[EXERCISE INPUTS — start]

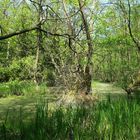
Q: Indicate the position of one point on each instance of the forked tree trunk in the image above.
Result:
(88, 68)
(39, 43)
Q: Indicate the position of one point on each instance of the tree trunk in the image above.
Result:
(88, 68)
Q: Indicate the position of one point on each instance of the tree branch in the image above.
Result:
(17, 33)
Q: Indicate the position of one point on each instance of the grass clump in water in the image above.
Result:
(111, 119)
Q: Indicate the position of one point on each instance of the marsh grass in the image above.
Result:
(107, 120)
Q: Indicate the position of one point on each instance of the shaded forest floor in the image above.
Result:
(12, 104)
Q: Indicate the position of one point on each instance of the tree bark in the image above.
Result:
(88, 68)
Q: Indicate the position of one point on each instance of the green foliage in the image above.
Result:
(22, 69)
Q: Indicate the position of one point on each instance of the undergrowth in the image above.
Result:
(107, 120)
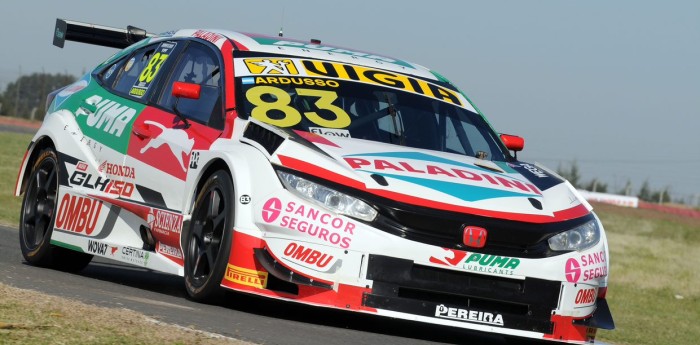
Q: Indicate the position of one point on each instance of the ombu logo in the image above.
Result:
(308, 256)
(474, 236)
(78, 214)
(585, 296)
(246, 277)
(271, 66)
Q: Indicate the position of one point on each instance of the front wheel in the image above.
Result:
(37, 216)
(207, 243)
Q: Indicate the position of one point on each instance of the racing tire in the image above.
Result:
(208, 238)
(37, 218)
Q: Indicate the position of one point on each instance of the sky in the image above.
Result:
(610, 84)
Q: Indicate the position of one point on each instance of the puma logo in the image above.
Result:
(169, 136)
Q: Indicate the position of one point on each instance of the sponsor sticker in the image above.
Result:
(169, 250)
(325, 73)
(96, 247)
(135, 256)
(208, 36)
(310, 221)
(309, 257)
(468, 315)
(107, 185)
(271, 66)
(586, 267)
(116, 170)
(111, 117)
(585, 297)
(493, 264)
(461, 180)
(78, 214)
(164, 222)
(244, 276)
(177, 140)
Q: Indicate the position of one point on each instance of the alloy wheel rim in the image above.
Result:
(206, 236)
(39, 207)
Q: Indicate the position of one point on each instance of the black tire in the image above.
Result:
(207, 241)
(37, 217)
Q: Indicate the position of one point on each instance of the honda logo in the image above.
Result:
(474, 236)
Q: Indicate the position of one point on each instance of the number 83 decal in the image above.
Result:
(281, 101)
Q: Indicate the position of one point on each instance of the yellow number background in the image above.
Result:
(291, 115)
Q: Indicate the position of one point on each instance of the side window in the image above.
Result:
(138, 73)
(109, 75)
(198, 65)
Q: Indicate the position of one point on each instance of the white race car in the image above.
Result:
(310, 173)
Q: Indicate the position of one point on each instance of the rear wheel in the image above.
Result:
(208, 239)
(37, 218)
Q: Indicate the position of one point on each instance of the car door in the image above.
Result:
(163, 145)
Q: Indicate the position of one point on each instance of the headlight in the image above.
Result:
(328, 198)
(579, 238)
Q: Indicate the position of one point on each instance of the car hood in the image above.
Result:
(433, 179)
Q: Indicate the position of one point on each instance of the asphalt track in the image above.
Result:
(255, 319)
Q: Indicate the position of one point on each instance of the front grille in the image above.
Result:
(445, 229)
(402, 286)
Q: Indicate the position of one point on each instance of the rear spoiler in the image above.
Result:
(97, 34)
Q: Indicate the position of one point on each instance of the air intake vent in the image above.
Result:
(266, 138)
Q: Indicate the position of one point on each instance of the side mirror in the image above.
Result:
(186, 90)
(513, 142)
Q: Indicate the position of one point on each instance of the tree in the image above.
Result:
(596, 186)
(627, 190)
(572, 174)
(27, 94)
(661, 196)
(645, 192)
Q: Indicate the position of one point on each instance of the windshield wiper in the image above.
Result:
(397, 131)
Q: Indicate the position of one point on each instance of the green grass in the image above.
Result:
(12, 148)
(654, 287)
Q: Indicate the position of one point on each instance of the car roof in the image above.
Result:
(306, 49)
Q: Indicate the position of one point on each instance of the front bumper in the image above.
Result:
(402, 286)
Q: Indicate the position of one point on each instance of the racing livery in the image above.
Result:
(310, 173)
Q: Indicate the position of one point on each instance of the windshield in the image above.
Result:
(348, 101)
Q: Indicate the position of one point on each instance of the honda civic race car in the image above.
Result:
(311, 173)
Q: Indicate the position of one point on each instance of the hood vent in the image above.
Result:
(535, 203)
(380, 179)
(266, 138)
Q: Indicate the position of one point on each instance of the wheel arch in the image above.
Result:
(33, 152)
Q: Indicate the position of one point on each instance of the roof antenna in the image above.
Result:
(281, 34)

[EXERCISE INPUTS — finish]

Could you copy every line in the records that holds "vent"?

Q: Indicate the position of one point on each instance of the air intake vent in the image above.
Q: Indicate the position of one point on each instance of the hood vent in the image above.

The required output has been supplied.